### [TEXT PASSAGE]
▼
The motors controller is designed to control up to four brushed DC motors. It uses 32-bit ARM-based microcontroller. The device is suitable to control drives of mobile robots with two or four wheels. There are also implemented a lot of other features, so the device can be used for other purposes as well.
The project differs from other motors controllers mainly because it has ROS (Robot Operating System) support and it's able to calculate and provide odometry data (relative position and orientation of mobile robot) based on encoders measurements. The additional software is provided like a C++ API and user application (GUI) to configure and diagnose the controller.
▲
### [DATASET]
▼
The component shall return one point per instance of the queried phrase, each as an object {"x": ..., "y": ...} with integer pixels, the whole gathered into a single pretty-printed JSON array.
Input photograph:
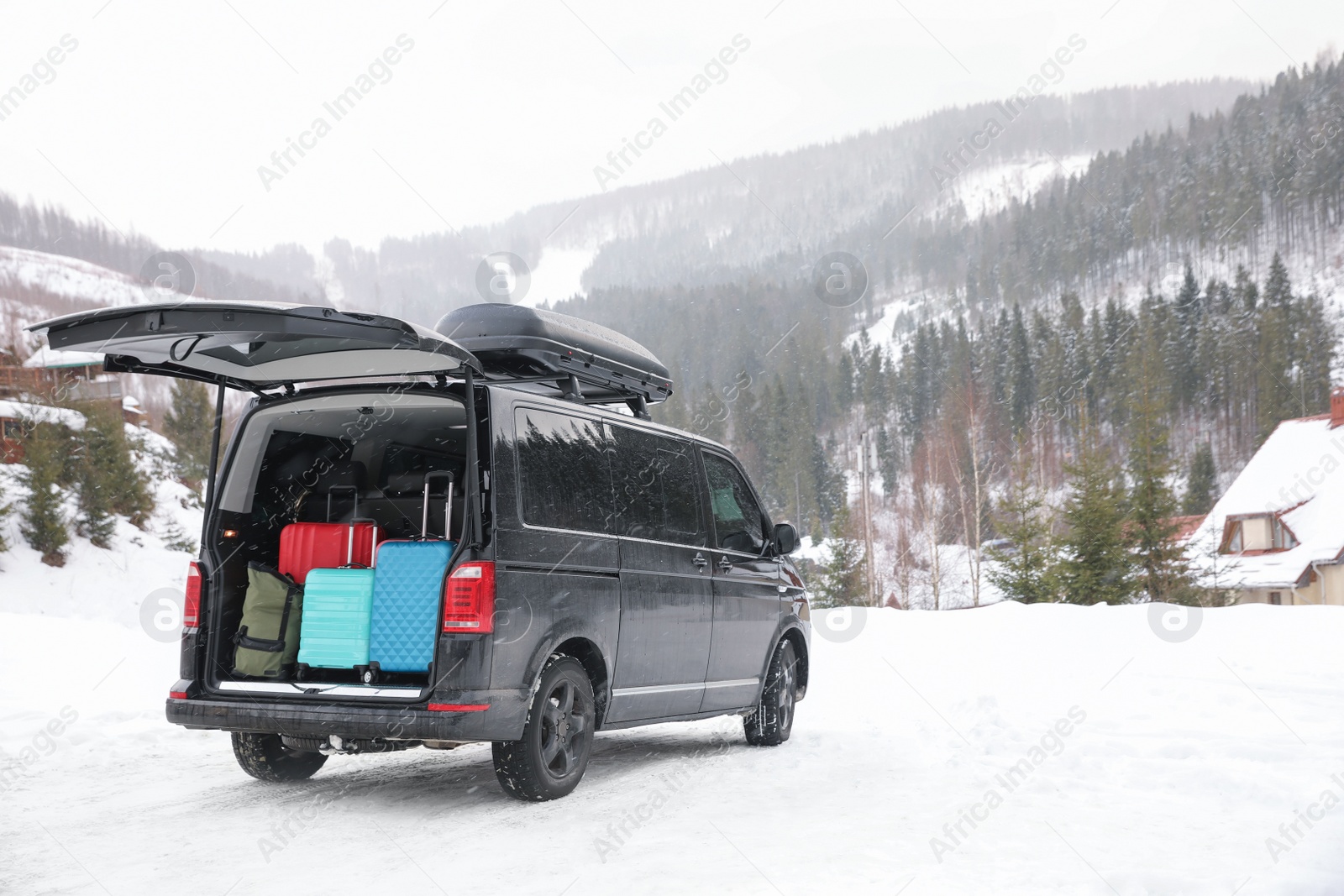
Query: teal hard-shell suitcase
[
  {"x": 335, "y": 633},
  {"x": 407, "y": 590}
]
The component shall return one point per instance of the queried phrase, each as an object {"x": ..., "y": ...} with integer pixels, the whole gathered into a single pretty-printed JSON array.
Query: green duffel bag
[{"x": 268, "y": 637}]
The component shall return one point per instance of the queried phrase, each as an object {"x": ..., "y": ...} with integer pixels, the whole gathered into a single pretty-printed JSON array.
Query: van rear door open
[{"x": 255, "y": 345}]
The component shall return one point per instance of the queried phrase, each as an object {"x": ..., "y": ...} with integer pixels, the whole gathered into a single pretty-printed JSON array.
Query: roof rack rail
[{"x": 581, "y": 360}]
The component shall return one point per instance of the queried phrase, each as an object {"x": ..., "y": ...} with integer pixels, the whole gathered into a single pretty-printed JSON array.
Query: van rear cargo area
[{"x": 312, "y": 490}]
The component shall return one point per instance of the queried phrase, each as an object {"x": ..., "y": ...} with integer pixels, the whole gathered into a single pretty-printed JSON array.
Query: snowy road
[{"x": 1047, "y": 748}]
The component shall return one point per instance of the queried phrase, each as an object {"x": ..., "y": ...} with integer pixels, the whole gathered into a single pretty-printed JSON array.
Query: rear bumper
[{"x": 503, "y": 720}]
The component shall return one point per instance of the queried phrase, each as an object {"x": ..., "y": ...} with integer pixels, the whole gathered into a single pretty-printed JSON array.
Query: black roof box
[{"x": 535, "y": 345}]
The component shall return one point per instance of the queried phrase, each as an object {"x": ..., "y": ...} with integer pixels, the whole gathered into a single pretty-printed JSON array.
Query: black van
[{"x": 622, "y": 573}]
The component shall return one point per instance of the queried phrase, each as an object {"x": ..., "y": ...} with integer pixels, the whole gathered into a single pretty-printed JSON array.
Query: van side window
[
  {"x": 737, "y": 517},
  {"x": 658, "y": 493},
  {"x": 564, "y": 479}
]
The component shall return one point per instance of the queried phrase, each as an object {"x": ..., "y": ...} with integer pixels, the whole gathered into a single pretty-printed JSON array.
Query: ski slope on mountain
[{"x": 1120, "y": 762}]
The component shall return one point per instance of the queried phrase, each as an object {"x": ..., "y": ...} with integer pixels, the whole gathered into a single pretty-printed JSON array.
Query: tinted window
[
  {"x": 658, "y": 492},
  {"x": 737, "y": 517},
  {"x": 564, "y": 476}
]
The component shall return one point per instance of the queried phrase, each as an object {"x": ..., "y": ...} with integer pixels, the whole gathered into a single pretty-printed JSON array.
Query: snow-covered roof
[
  {"x": 40, "y": 414},
  {"x": 1299, "y": 477},
  {"x": 50, "y": 358}
]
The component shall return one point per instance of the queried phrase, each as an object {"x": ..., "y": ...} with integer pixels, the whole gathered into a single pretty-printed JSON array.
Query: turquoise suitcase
[
  {"x": 407, "y": 590},
  {"x": 336, "y": 613}
]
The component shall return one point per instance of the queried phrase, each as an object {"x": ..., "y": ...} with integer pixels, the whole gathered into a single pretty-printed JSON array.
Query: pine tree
[
  {"x": 1097, "y": 566},
  {"x": 1164, "y": 574},
  {"x": 1021, "y": 378},
  {"x": 107, "y": 476},
  {"x": 94, "y": 485},
  {"x": 44, "y": 524},
  {"x": 1025, "y": 571},
  {"x": 190, "y": 426},
  {"x": 1202, "y": 483},
  {"x": 843, "y": 580},
  {"x": 6, "y": 511}
]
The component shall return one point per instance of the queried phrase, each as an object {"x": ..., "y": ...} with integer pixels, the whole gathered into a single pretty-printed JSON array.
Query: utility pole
[
  {"x": 797, "y": 501},
  {"x": 867, "y": 517}
]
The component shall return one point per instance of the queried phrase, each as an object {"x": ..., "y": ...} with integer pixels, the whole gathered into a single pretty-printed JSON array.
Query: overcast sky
[{"x": 161, "y": 114}]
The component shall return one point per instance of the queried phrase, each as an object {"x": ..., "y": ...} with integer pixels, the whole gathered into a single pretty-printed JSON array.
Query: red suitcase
[{"x": 326, "y": 546}]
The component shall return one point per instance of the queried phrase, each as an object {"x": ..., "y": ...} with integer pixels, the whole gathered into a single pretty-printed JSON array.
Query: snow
[
  {"x": 51, "y": 358},
  {"x": 558, "y": 275},
  {"x": 1186, "y": 759},
  {"x": 985, "y": 190},
  {"x": 40, "y": 414},
  {"x": 97, "y": 584},
  {"x": 67, "y": 277}
]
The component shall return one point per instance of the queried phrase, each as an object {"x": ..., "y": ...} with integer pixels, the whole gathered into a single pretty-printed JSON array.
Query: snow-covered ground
[
  {"x": 67, "y": 277},
  {"x": 96, "y": 584},
  {"x": 1089, "y": 754}
]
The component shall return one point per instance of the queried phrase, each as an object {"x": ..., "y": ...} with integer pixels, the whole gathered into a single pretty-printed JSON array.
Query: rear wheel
[
  {"x": 549, "y": 762},
  {"x": 265, "y": 758},
  {"x": 772, "y": 720}
]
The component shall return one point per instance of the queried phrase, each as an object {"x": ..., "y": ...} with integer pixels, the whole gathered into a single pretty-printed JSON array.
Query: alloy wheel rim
[
  {"x": 564, "y": 730},
  {"x": 785, "y": 698}
]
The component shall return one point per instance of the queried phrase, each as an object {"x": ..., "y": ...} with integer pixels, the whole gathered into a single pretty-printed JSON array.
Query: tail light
[
  {"x": 192, "y": 602},
  {"x": 470, "y": 598}
]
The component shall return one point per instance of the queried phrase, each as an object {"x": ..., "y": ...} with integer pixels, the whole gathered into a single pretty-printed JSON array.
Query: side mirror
[{"x": 785, "y": 539}]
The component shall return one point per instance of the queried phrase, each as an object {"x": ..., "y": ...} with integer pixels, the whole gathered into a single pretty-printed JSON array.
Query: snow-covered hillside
[
  {"x": 1008, "y": 750},
  {"x": 96, "y": 584}
]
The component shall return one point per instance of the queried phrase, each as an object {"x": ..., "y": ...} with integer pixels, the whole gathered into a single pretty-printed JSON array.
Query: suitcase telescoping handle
[
  {"x": 448, "y": 504},
  {"x": 349, "y": 539},
  {"x": 354, "y": 492}
]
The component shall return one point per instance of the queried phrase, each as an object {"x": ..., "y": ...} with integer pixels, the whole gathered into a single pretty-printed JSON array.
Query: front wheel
[
  {"x": 265, "y": 758},
  {"x": 772, "y": 720},
  {"x": 549, "y": 762}
]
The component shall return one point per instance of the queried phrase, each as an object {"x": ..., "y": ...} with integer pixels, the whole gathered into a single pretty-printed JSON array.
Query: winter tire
[
  {"x": 549, "y": 762},
  {"x": 265, "y": 758},
  {"x": 772, "y": 719}
]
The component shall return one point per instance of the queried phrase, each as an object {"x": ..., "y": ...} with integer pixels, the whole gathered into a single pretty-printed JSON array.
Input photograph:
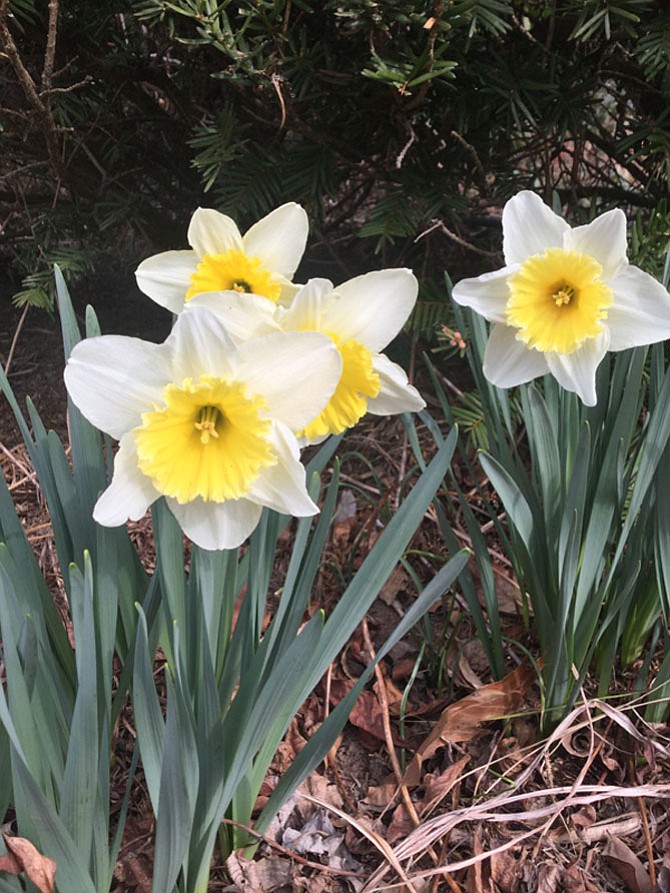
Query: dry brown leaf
[
  {"x": 626, "y": 864},
  {"x": 345, "y": 519},
  {"x": 24, "y": 857},
  {"x": 367, "y": 713},
  {"x": 574, "y": 881},
  {"x": 462, "y": 721},
  {"x": 438, "y": 786},
  {"x": 548, "y": 876},
  {"x": 584, "y": 817},
  {"x": 506, "y": 871},
  {"x": 398, "y": 582},
  {"x": 400, "y": 826}
]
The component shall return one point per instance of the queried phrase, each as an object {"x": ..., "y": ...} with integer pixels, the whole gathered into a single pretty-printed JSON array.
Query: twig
[
  {"x": 50, "y": 52},
  {"x": 12, "y": 346},
  {"x": 42, "y": 109},
  {"x": 439, "y": 224}
]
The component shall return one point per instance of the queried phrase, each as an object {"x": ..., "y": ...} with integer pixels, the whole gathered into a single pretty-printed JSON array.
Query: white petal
[
  {"x": 372, "y": 308},
  {"x": 508, "y": 362},
  {"x": 200, "y": 345},
  {"x": 487, "y": 294},
  {"x": 130, "y": 494},
  {"x": 640, "y": 313},
  {"x": 282, "y": 486},
  {"x": 396, "y": 394},
  {"x": 305, "y": 312},
  {"x": 530, "y": 227},
  {"x": 113, "y": 379},
  {"x": 211, "y": 232},
  {"x": 279, "y": 239},
  {"x": 216, "y": 525},
  {"x": 166, "y": 277},
  {"x": 288, "y": 289},
  {"x": 577, "y": 371},
  {"x": 296, "y": 373},
  {"x": 604, "y": 238},
  {"x": 244, "y": 316}
]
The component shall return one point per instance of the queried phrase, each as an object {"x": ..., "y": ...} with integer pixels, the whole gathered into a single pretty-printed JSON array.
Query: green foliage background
[{"x": 401, "y": 126}]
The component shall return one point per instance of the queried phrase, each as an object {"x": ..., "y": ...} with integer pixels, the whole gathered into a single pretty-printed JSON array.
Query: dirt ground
[{"x": 459, "y": 794}]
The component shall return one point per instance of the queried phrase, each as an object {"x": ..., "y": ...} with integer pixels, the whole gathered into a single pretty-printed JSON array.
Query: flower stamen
[
  {"x": 563, "y": 294},
  {"x": 208, "y": 418},
  {"x": 233, "y": 270}
]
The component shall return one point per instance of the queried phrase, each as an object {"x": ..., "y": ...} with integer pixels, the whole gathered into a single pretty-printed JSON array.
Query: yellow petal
[
  {"x": 233, "y": 271},
  {"x": 208, "y": 440},
  {"x": 358, "y": 383},
  {"x": 557, "y": 300}
]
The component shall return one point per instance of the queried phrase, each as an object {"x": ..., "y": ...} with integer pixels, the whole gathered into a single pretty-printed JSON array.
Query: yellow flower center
[
  {"x": 557, "y": 300},
  {"x": 358, "y": 383},
  {"x": 208, "y": 440},
  {"x": 233, "y": 271}
]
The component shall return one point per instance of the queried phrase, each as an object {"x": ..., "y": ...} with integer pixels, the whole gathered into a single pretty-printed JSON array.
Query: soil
[{"x": 400, "y": 799}]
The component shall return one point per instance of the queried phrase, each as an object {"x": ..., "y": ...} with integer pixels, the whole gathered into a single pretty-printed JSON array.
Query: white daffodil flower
[
  {"x": 260, "y": 262},
  {"x": 563, "y": 299},
  {"x": 361, "y": 317},
  {"x": 205, "y": 422}
]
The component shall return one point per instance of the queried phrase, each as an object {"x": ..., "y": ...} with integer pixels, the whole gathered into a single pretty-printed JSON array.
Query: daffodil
[
  {"x": 564, "y": 298},
  {"x": 205, "y": 422},
  {"x": 260, "y": 262},
  {"x": 361, "y": 317}
]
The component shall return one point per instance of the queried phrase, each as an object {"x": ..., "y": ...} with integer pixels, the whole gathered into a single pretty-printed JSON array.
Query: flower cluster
[{"x": 255, "y": 367}]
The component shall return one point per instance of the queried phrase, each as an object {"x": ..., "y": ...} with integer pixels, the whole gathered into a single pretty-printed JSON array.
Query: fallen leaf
[
  {"x": 24, "y": 857},
  {"x": 400, "y": 826},
  {"x": 574, "y": 881},
  {"x": 584, "y": 818},
  {"x": 438, "y": 786},
  {"x": 345, "y": 518},
  {"x": 626, "y": 864},
  {"x": 366, "y": 714},
  {"x": 548, "y": 876},
  {"x": 462, "y": 721},
  {"x": 505, "y": 871}
]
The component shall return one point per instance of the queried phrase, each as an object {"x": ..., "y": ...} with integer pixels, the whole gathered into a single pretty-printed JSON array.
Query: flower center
[
  {"x": 358, "y": 383},
  {"x": 233, "y": 271},
  {"x": 208, "y": 418},
  {"x": 557, "y": 299},
  {"x": 208, "y": 439}
]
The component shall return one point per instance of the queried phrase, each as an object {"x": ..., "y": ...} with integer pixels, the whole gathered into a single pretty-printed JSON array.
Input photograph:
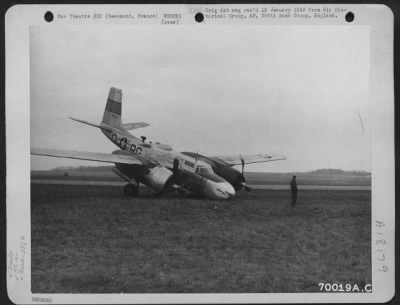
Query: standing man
[{"x": 293, "y": 189}]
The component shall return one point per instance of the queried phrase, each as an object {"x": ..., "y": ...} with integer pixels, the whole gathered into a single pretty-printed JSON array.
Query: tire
[{"x": 130, "y": 190}]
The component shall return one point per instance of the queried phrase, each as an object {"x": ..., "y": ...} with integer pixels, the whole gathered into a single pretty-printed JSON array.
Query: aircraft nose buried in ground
[{"x": 219, "y": 190}]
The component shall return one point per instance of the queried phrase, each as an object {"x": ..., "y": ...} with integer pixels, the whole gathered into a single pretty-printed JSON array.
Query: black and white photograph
[{"x": 203, "y": 157}]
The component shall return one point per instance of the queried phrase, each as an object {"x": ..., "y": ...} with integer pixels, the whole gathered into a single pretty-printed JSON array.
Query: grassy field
[
  {"x": 90, "y": 239},
  {"x": 252, "y": 178}
]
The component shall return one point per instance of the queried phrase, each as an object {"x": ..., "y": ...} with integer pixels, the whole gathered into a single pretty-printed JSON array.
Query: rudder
[{"x": 112, "y": 112}]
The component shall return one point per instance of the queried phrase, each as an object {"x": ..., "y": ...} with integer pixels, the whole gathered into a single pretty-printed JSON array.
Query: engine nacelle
[{"x": 159, "y": 178}]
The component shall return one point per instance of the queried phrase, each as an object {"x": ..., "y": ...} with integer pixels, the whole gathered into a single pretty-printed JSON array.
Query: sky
[{"x": 300, "y": 91}]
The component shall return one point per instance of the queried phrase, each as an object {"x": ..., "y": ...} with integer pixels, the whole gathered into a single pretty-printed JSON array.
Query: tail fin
[{"x": 112, "y": 113}]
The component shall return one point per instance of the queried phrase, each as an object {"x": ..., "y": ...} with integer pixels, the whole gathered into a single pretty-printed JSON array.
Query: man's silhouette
[{"x": 293, "y": 189}]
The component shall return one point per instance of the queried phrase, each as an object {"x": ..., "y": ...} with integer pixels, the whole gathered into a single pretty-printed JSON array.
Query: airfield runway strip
[{"x": 256, "y": 187}]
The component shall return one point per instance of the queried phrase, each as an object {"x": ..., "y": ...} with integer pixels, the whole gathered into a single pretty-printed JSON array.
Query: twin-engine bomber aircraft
[{"x": 157, "y": 165}]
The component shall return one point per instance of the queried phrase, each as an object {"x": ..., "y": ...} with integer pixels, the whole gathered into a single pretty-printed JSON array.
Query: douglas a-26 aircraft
[{"x": 157, "y": 165}]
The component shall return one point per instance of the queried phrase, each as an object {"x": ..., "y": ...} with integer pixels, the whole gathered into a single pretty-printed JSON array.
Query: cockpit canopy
[{"x": 203, "y": 169}]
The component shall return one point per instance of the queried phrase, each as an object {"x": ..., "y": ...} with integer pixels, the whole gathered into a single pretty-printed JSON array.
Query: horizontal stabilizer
[
  {"x": 91, "y": 124},
  {"x": 246, "y": 159},
  {"x": 90, "y": 156},
  {"x": 130, "y": 126}
]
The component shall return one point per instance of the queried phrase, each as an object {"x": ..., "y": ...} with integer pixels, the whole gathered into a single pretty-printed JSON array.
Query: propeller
[{"x": 246, "y": 187}]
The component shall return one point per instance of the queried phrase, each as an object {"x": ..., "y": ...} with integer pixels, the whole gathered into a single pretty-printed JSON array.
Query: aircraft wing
[
  {"x": 130, "y": 126},
  {"x": 91, "y": 156},
  {"x": 237, "y": 159}
]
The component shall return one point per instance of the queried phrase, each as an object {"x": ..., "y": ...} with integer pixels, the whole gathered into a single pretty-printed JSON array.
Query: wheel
[{"x": 130, "y": 190}]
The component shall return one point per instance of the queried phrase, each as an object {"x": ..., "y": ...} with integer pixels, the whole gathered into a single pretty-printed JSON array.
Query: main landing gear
[{"x": 131, "y": 190}]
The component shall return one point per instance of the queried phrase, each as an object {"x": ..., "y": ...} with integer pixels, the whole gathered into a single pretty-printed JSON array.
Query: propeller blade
[{"x": 246, "y": 187}]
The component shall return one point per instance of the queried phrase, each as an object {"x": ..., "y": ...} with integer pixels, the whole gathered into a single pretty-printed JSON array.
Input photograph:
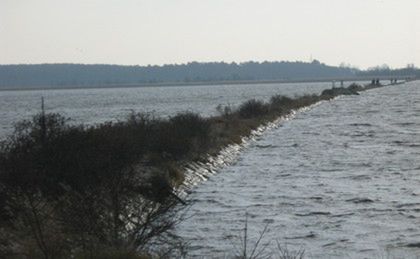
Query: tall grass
[{"x": 67, "y": 190}]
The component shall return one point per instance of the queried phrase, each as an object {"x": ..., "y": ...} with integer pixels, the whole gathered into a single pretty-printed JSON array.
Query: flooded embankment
[{"x": 339, "y": 180}]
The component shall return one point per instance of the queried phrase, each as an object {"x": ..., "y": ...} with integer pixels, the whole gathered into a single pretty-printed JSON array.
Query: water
[
  {"x": 92, "y": 106},
  {"x": 341, "y": 180}
]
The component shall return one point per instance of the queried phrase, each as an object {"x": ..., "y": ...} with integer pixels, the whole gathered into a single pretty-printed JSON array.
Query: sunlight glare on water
[{"x": 339, "y": 181}]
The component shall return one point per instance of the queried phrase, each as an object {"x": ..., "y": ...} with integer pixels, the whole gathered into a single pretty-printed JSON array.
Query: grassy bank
[{"x": 105, "y": 191}]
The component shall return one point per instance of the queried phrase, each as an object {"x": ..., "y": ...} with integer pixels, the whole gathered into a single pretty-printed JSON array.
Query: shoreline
[
  {"x": 145, "y": 163},
  {"x": 192, "y": 84}
]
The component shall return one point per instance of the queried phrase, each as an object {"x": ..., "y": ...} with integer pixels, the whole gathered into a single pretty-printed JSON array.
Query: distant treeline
[
  {"x": 65, "y": 75},
  {"x": 386, "y": 71},
  {"x": 79, "y": 75}
]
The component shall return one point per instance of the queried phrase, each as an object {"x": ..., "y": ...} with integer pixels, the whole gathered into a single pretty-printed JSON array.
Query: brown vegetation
[{"x": 72, "y": 191}]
▲
### [ABOUT THIS TASK]
For each of these statements, answer yes or no according to the motors controller text and quote the words of the text that decide it. 1. The controller can drive up to six brushed DC motors. 2. The controller works out odometry data from encoder measurements. 3. The additional software includes a Python library.

### [RESPONSE TO THE EXERCISE]
1. No: "The motors controller is designed to control up to four brushed DC motors."
2. Yes: "it's able to calculate and provide odometry data (relative position and orientation of mobile robot) based on encoders measurements"
3. No: "The additional software is provided like a C++ API and user application (GUI)"